- WHAT THIS TASK INVOLVES
Please copy out every line in the entries that includes the word "logo".

- INFORMATION SUPPLIED
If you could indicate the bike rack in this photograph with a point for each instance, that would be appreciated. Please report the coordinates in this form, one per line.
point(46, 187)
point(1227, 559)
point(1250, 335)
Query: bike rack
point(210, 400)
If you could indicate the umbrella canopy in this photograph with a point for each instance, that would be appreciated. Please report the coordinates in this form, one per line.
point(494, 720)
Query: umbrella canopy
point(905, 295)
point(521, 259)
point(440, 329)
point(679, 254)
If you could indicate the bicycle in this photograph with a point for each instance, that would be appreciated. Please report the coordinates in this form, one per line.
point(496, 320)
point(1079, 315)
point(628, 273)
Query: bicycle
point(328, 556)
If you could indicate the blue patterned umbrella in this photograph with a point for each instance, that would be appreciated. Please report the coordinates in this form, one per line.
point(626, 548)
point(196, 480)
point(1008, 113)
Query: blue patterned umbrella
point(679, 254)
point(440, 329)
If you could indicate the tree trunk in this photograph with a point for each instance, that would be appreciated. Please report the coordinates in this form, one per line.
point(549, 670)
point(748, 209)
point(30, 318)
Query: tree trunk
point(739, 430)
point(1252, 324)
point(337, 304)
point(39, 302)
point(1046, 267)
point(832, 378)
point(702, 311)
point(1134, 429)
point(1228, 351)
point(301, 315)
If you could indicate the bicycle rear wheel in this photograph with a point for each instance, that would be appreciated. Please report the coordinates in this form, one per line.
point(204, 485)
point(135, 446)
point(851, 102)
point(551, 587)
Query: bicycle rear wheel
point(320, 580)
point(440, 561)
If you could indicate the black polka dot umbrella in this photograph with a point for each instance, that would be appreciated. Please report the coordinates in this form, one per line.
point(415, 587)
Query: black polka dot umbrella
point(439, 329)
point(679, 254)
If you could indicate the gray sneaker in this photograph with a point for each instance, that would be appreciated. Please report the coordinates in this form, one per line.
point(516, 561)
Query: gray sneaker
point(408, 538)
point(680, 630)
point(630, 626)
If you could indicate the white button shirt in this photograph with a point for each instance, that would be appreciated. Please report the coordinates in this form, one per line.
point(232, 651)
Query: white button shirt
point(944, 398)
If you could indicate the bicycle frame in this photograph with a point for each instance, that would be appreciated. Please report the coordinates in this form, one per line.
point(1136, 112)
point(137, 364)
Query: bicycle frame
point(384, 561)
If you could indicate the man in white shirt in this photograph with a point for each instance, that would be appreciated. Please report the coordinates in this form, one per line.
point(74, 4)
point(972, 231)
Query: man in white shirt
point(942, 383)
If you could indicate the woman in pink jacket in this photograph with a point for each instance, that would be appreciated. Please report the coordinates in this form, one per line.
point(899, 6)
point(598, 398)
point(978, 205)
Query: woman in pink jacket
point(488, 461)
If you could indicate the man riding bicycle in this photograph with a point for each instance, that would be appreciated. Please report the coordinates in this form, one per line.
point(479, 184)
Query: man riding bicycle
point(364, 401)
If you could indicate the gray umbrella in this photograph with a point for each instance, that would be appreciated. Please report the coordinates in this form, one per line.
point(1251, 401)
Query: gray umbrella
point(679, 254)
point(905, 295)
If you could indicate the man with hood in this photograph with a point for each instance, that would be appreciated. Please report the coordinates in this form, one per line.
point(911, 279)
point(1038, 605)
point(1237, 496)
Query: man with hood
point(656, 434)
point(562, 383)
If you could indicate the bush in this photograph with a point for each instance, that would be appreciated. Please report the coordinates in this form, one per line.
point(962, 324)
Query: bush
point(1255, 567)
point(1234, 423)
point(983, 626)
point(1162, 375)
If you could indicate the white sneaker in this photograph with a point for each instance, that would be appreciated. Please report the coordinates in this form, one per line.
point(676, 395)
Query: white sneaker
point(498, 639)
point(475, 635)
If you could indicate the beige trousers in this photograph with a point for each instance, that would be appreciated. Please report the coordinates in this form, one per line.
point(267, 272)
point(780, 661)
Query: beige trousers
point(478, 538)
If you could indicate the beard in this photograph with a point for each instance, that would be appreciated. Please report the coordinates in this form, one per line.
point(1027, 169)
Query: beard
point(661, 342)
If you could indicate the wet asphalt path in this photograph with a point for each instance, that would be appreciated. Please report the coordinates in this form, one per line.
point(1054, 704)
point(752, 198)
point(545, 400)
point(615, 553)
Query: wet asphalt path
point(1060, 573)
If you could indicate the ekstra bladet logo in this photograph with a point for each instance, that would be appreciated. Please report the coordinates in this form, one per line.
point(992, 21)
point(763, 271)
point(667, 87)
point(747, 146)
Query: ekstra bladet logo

- ANSWER TO THIS EXERCISE
If you could indicate the ekstra bladet logo in this photograph with a point for each instance, that would be appreciated. Please report the coordinates in this form, one per line.
Query: ekstra bladet logo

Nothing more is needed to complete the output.